*SET PROBLEM:* Please reproduce the data below word for word, everything from the line containing "outline stone veneer wall" down to the line containing "301 36 L 266", both of those lines included. Leave the pictures out of your answer.

** START RECORDS SUPPLIED **

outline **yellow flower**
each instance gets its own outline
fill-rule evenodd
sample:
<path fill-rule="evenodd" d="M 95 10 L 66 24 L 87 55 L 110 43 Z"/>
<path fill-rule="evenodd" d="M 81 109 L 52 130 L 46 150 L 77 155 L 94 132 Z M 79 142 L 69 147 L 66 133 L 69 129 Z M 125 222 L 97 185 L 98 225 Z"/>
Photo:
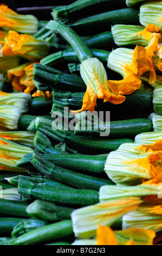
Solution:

** END RECORDS SUPPLIED **
** START RECORDS SUPPLIED **

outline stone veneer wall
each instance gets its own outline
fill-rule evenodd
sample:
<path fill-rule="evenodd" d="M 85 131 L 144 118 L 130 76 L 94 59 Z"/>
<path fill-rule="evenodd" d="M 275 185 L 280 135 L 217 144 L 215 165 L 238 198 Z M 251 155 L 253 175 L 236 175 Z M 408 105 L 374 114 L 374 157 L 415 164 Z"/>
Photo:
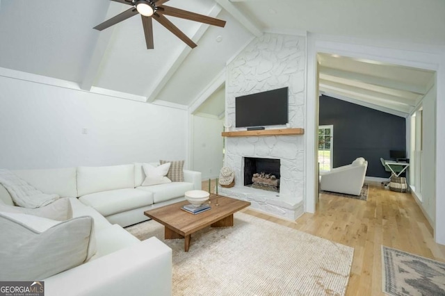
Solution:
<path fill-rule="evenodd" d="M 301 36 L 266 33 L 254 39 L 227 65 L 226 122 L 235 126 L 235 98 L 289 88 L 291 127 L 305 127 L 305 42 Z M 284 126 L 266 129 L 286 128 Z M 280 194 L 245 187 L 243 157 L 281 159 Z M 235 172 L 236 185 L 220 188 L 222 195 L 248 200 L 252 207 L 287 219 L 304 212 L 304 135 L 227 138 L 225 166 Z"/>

** END RECORDS SUPPLIED **

*FINAL ANSWER:*
outline stone veneer wall
each instance gets its own outline
fill-rule evenodd
sample:
<path fill-rule="evenodd" d="M 85 131 L 144 118 L 130 76 L 94 59 Z"/>
<path fill-rule="evenodd" d="M 275 185 L 280 135 L 217 144 L 215 165 L 238 198 Z M 251 155 L 253 175 L 236 175 Z M 408 105 L 374 114 L 374 157 L 415 164 Z"/>
Photo:
Solution:
<path fill-rule="evenodd" d="M 301 36 L 266 33 L 254 39 L 227 65 L 226 122 L 235 126 L 235 98 L 289 88 L 291 127 L 305 127 L 305 42 Z M 284 126 L 266 129 L 286 128 Z M 280 194 L 245 187 L 243 157 L 281 159 Z M 235 172 L 236 185 L 220 188 L 222 195 L 248 200 L 252 207 L 287 219 L 304 212 L 304 135 L 227 138 L 225 166 Z"/>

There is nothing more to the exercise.